Exercise: Here the job is to retype the data word for word while leaving the pictures aside.

Excerpted data:
★ ★ ★

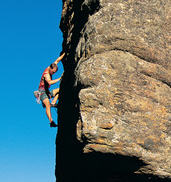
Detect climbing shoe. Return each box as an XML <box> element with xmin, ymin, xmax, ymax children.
<box><xmin>50</xmin><ymin>121</ymin><xmax>58</xmax><ymax>127</ymax></box>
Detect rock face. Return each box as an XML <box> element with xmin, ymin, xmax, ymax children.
<box><xmin>56</xmin><ymin>0</ymin><xmax>171</xmax><ymax>181</ymax></box>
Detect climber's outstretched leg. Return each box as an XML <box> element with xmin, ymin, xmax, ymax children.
<box><xmin>43</xmin><ymin>98</ymin><xmax>57</xmax><ymax>127</ymax></box>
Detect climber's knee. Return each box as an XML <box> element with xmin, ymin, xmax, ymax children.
<box><xmin>52</xmin><ymin>88</ymin><xmax>59</xmax><ymax>97</ymax></box>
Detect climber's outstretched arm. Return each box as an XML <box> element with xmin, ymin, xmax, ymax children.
<box><xmin>54</xmin><ymin>53</ymin><xmax>65</xmax><ymax>65</ymax></box>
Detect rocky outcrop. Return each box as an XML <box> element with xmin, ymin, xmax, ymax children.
<box><xmin>56</xmin><ymin>0</ymin><xmax>171</xmax><ymax>181</ymax></box>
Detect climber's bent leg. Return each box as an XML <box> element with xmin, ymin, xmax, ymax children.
<box><xmin>51</xmin><ymin>88</ymin><xmax>59</xmax><ymax>105</ymax></box>
<box><xmin>51</xmin><ymin>94</ymin><xmax>59</xmax><ymax>105</ymax></box>
<box><xmin>52</xmin><ymin>88</ymin><xmax>59</xmax><ymax>96</ymax></box>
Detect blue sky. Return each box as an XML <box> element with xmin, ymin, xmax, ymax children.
<box><xmin>0</xmin><ymin>0</ymin><xmax>63</xmax><ymax>181</ymax></box>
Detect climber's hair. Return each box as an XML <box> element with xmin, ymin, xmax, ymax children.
<box><xmin>50</xmin><ymin>63</ymin><xmax>58</xmax><ymax>71</ymax></box>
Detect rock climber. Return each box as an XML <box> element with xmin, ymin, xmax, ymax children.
<box><xmin>34</xmin><ymin>53</ymin><xmax>65</xmax><ymax>127</ymax></box>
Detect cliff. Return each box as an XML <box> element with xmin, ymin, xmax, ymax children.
<box><xmin>56</xmin><ymin>0</ymin><xmax>171</xmax><ymax>181</ymax></box>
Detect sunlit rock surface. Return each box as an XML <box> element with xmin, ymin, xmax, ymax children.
<box><xmin>56</xmin><ymin>0</ymin><xmax>171</xmax><ymax>181</ymax></box>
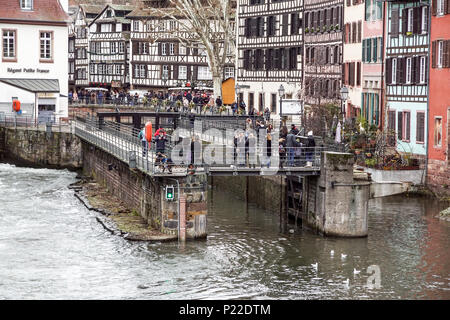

★ ★ ★

Result below:
Detect climbing shoe. Return each box as an XML <box> element with xmin, ymin, xmax, ymax children.
<box><xmin>50</xmin><ymin>121</ymin><xmax>58</xmax><ymax>127</ymax></box>
Detect rock face. Return each box as an XML <box> element with xmin, ymin, xmax, ymax children.
<box><xmin>56</xmin><ymin>0</ymin><xmax>171</xmax><ymax>181</ymax></box>
Detect climber's outstretched leg. Return each box as an XML <box> element with xmin, ymin, xmax, ymax children.
<box><xmin>43</xmin><ymin>98</ymin><xmax>57</xmax><ymax>127</ymax></box>
Detect climber's knee. Return each box as an XML <box> element with xmin, ymin, xmax, ymax children.
<box><xmin>52</xmin><ymin>88</ymin><xmax>59</xmax><ymax>97</ymax></box>
Detect climber's outstretched arm. Return each box as an XML <box> element with xmin, ymin, xmax, ymax children.
<box><xmin>54</xmin><ymin>53</ymin><xmax>65</xmax><ymax>65</ymax></box>
Detect rocky outcrop. Return each box as an XML <box> element with xmin, ymin, xmax, ymax children.
<box><xmin>56</xmin><ymin>0</ymin><xmax>171</xmax><ymax>181</ymax></box>
Detect climber's bent leg. Return each box as an XML <box> element with xmin, ymin, xmax, ymax children.
<box><xmin>51</xmin><ymin>88</ymin><xmax>59</xmax><ymax>105</ymax></box>
<box><xmin>51</xmin><ymin>94</ymin><xmax>59</xmax><ymax>105</ymax></box>
<box><xmin>52</xmin><ymin>88</ymin><xmax>59</xmax><ymax>96</ymax></box>
Detect blue sky. Return each box as an XML <box> element with xmin, ymin, xmax, ymax children.
<box><xmin>0</xmin><ymin>0</ymin><xmax>63</xmax><ymax>181</ymax></box>
Detect climber's hair. Return each box as an XML <box> element with xmin, ymin, xmax, ymax children.
<box><xmin>50</xmin><ymin>63</ymin><xmax>58</xmax><ymax>71</ymax></box>
Detect rock climber. Return each box as an XML <box> element with xmin, ymin, xmax, ymax children.
<box><xmin>34</xmin><ymin>53</ymin><xmax>65</xmax><ymax>127</ymax></box>
Detect cliff. Return each box as an XML <box> element with xmin, ymin, xmax, ymax children.
<box><xmin>56</xmin><ymin>0</ymin><xmax>171</xmax><ymax>181</ymax></box>
Detect sunlit rock surface. Return each box as an XML <box> element with xmin, ymin, xmax, ymax children.
<box><xmin>56</xmin><ymin>0</ymin><xmax>171</xmax><ymax>181</ymax></box>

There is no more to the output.